Can you repeat every one of the items below word for word, leaving out the pictures?

---------- Materials provided ----------

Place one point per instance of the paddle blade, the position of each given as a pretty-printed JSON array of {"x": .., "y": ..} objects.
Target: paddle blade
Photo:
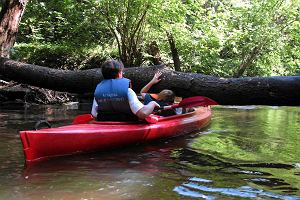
[
  {"x": 83, "y": 119},
  {"x": 196, "y": 101}
]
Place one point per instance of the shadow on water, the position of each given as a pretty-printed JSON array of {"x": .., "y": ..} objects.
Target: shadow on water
[{"x": 246, "y": 153}]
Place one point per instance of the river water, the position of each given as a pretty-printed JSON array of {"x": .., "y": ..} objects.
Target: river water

----------

- Task answer -
Place one point per instance of the paddle blade, the position of each given as a pretty-printed JSON array of {"x": .., "y": ..} objects.
Target: paddle blade
Photo:
[
  {"x": 83, "y": 119},
  {"x": 196, "y": 101}
]
Place one point per instance of the shadow on water, the position of each given as a pretty-printed JSON array of {"x": .., "y": ..} objects.
Target: shadow on water
[{"x": 246, "y": 153}]
Place one point per instance of the river water, the position of each given as a pretty-printed JSON array of {"x": .., "y": ..} objects.
Target: river water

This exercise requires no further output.